• **STATED TASK**: Rewrite the items below, changing every "one marker per instance" to "a single point per object" and leaving all other text as it is.

--- MATERIAL TO PROCESS ---

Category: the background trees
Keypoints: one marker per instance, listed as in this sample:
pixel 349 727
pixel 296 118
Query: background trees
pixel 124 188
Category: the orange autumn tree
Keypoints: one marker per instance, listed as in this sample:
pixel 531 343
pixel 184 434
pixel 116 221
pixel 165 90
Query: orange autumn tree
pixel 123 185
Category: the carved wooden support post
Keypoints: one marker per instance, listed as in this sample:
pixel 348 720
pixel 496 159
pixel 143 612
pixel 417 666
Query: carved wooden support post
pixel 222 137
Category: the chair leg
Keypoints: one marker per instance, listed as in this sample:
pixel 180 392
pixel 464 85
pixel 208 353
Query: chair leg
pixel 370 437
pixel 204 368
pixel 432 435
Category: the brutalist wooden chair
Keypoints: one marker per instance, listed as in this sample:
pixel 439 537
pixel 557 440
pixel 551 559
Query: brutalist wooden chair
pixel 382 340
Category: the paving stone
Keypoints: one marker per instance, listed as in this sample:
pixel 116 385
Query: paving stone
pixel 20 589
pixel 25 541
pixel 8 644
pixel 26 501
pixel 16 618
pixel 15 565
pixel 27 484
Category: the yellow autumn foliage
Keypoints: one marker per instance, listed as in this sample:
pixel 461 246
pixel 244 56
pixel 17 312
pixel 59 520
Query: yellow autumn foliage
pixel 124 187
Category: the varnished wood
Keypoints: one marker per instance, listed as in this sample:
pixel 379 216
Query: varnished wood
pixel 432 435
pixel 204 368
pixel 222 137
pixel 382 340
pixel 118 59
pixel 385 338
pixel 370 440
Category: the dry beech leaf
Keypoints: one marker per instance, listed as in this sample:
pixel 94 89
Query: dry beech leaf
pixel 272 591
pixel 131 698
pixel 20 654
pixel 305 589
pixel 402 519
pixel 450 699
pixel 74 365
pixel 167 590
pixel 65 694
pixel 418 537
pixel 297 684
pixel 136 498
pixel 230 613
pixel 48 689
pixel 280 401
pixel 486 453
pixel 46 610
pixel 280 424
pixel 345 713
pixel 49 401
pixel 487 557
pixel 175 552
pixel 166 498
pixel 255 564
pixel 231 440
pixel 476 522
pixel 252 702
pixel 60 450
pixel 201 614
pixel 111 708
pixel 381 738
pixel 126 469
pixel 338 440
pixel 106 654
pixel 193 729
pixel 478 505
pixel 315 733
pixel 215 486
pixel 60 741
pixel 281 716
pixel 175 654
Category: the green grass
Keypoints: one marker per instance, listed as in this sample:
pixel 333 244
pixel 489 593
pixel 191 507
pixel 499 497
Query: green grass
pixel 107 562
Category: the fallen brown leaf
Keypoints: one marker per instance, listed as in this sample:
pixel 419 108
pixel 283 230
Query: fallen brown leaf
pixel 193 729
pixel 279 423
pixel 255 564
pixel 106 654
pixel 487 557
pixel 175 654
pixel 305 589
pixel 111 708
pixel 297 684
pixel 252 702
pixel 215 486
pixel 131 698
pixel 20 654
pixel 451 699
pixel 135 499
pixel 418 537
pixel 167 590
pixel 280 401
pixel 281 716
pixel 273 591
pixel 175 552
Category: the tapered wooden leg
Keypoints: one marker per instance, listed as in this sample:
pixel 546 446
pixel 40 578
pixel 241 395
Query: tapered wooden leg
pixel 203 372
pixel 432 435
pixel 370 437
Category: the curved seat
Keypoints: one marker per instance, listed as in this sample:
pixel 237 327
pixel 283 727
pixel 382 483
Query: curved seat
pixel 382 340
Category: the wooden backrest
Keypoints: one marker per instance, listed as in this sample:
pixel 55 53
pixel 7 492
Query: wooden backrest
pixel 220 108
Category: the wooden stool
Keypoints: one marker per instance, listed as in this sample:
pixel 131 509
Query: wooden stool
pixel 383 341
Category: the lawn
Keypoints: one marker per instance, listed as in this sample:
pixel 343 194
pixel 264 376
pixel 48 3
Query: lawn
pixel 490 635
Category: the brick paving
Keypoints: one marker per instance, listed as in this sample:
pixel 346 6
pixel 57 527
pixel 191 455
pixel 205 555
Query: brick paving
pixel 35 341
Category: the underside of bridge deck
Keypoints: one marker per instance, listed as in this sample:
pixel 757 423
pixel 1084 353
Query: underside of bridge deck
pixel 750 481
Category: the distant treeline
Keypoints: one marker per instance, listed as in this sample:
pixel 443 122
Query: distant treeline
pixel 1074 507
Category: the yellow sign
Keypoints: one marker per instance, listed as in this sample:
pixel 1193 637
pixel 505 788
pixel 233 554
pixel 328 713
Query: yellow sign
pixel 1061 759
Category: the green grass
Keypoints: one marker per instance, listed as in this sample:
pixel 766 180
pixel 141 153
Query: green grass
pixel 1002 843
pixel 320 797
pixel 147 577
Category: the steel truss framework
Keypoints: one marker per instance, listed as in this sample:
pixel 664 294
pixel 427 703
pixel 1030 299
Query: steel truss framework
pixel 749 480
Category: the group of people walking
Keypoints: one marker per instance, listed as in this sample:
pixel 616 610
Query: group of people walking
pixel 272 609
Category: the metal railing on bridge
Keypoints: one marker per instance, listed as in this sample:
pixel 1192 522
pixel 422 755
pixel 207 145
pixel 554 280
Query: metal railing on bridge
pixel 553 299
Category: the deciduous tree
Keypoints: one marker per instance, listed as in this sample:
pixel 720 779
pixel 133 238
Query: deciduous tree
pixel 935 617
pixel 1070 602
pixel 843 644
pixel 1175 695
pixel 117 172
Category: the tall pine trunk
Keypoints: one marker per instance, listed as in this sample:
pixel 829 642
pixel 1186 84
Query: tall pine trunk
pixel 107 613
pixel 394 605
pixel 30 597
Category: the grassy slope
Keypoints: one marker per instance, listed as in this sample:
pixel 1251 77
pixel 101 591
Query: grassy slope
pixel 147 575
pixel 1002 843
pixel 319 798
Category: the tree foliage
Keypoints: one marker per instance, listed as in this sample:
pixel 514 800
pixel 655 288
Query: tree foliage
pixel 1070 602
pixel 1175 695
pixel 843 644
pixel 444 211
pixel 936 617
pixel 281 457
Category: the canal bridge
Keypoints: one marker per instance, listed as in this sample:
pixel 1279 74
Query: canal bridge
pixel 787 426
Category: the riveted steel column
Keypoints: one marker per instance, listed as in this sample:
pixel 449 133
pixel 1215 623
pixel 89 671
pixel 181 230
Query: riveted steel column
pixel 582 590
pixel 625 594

---

• **SOLUTION**:
Category: the background trees
Keypoints: a single point per object, listed as in this sample:
pixel 349 727
pixel 296 118
Query: background trees
pixel 124 188
Category: the orange autumn tree
Keypoints: a single point per object, listed as in this sample:
pixel 531 343
pixel 184 434
pixel 116 221
pixel 165 90
Query: orange autumn tree
pixel 123 185
Category: the carved wooden support post
Keypoints: a single point per object, listed as in this sample:
pixel 348 720
pixel 496 159
pixel 143 612
pixel 417 666
Query: carved wooden support post
pixel 222 137
Category: the chair leg
Keypoints: a single point per object, listed as in this sample:
pixel 180 392
pixel 464 85
pixel 208 353
Query: chair leg
pixel 370 437
pixel 204 368
pixel 432 435
Category: the brutalist wooden chair
Keypoints: a single point per object, listed as in this sample:
pixel 439 537
pixel 557 440
pixel 551 559
Query: brutalist wooden chair
pixel 382 340
Category: the paving stone
Keypoints: a single point per object, listed as in this sample:
pixel 116 385
Query: paving stone
pixel 20 589
pixel 25 541
pixel 8 644
pixel 26 501
pixel 16 618
pixel 15 565
pixel 27 484
Category: the yellow autumn foliage
Keypoints: a single point per object, listed as in this sample:
pixel 461 246
pixel 244 56
pixel 17 312
pixel 59 520
Query: yellow autumn foliage
pixel 124 187
Category: the varnished wood
Keypoints: a single point per object, listed as in this sample:
pixel 379 216
Query: varnished wood
pixel 432 435
pixel 204 368
pixel 222 137
pixel 382 340
pixel 118 59
pixel 385 338
pixel 370 440
Category: the dry beech leaf
Keypoints: a single point per object, listed as in this sample:
pixel 94 89
Query: dry beech leaf
pixel 272 591
pixel 131 698
pixel 20 654
pixel 305 589
pixel 402 519
pixel 450 699
pixel 74 365
pixel 167 590
pixel 65 694
pixel 418 537
pixel 297 684
pixel 136 498
pixel 230 613
pixel 48 689
pixel 280 401
pixel 486 453
pixel 46 610
pixel 280 424
pixel 345 713
pixel 49 401
pixel 487 557
pixel 175 552
pixel 166 498
pixel 255 564
pixel 231 440
pixel 476 522
pixel 252 702
pixel 60 450
pixel 201 614
pixel 111 708
pixel 381 738
pixel 126 469
pixel 338 440
pixel 106 654
pixel 193 729
pixel 478 505
pixel 315 733
pixel 215 486
pixel 60 741
pixel 281 716
pixel 175 654
Category: the green grass
Keypoints: a single point per object, listed as in this sample:
pixel 333 244
pixel 489 593
pixel 191 507
pixel 499 497
Query: green grass
pixel 107 562
Category: the fallen brown leaf
Keypoints: a single point per object, listed as in this sample:
pixel 419 108
pixel 283 230
Query: fallen brown leaf
pixel 193 729
pixel 279 423
pixel 255 564
pixel 106 654
pixel 487 557
pixel 175 654
pixel 305 589
pixel 111 708
pixel 297 684
pixel 252 702
pixel 215 486
pixel 131 698
pixel 20 654
pixel 451 699
pixel 135 499
pixel 418 537
pixel 167 590
pixel 280 401
pixel 281 716
pixel 273 591
pixel 175 552
Category: the tapered wooden leg
Keypoints: a single point per object, listed as in this sample:
pixel 546 446
pixel 40 578
pixel 241 395
Query: tapered wooden leg
pixel 203 372
pixel 432 435
pixel 370 437
Category: the curved seat
Keypoints: a single point per object, listed as in this sample:
pixel 237 327
pixel 283 727
pixel 382 483
Query: curved seat
pixel 382 340
Category: the wooden backrest
Keypoints: a single point per object, listed as in this sample:
pixel 55 53
pixel 7 492
Query: wooden backrest
pixel 220 108
Category: the wooden stool
Keypoints: a single point per object, listed as in this sample:
pixel 131 509
Query: wooden stool
pixel 383 341
Category: the lawn
Keypoints: a single point per object, listed as in this sample:
pixel 343 194
pixel 264 376
pixel 48 3
Query: lawn
pixel 490 635
Category: the brick paving
Keypoints: a single point per object, listed as in this sample:
pixel 346 6
pixel 57 527
pixel 191 455
pixel 205 555
Query: brick paving
pixel 35 341
Category: the underside of bridge deck
Keypoints: a single point per object, listed as in this sample:
pixel 757 423
pixel 1084 353
Query: underside of bridge deck
pixel 750 481
Category: the distant treeline
Keypoints: a single point per object, listed as in this sample:
pixel 443 122
Query: distant treeline
pixel 1074 507
Category: the yellow sign
Keypoints: a single point per object, listed as in this sample:
pixel 1193 637
pixel 505 788
pixel 233 554
pixel 328 713
Query: yellow sign
pixel 1061 759
Category: the green grass
Keypoints: a single point per object, listed as in this sample:
pixel 766 180
pixel 141 153
Query: green grass
pixel 1002 843
pixel 320 797
pixel 147 577
Category: the steel truss framework
Keypoints: a single point per object, listed as in this sample:
pixel 664 294
pixel 427 703
pixel 1030 299
Query: steel truss framework
pixel 749 480
Category: the group of people walking
Keypoints: a single point per object, listed as in this sample:
pixel 616 610
Query: group of people walking
pixel 272 609
Category: the metal railing on bridge
Keypoints: a single point per object, listed as in this sample:
pixel 1192 522
pixel 422 755
pixel 207 145
pixel 554 280
Query: metal railing on bridge
pixel 553 299
Category: the deciduous tree
Keypoints: a single point per object, listed as in this sample:
pixel 720 779
pixel 133 238
Query: deciduous tree
pixel 935 617
pixel 1070 602
pixel 843 644
pixel 1175 695
pixel 117 172
Category: the tall pine trunk
Keypoints: a single point per object, listed as in this sample:
pixel 829 642
pixel 1186 84
Query: tall pine trunk
pixel 107 613
pixel 394 605
pixel 30 597
Category: the grassy slope
Keypoints: a single point per object, listed as in this sample:
pixel 1251 77
pixel 101 591
Query: grassy slope
pixel 147 575
pixel 1002 843
pixel 319 798
Category: the tree foliage
Keypoints: a single point per object, listed as in this sample:
pixel 514 800
pixel 655 288
Query: tree foliage
pixel 1070 602
pixel 1175 695
pixel 843 644
pixel 444 211
pixel 936 617
pixel 281 457
Category: the canal bridge
Keypoints: a single point per object, listed as in this sample:
pixel 1279 74
Query: canal bridge
pixel 787 426
Category: the riveted steel column
Keypoints: a single point per object, listed as in this sample:
pixel 449 133
pixel 1215 623
pixel 89 671
pixel 181 230
Query: riveted steel column
pixel 582 590
pixel 625 594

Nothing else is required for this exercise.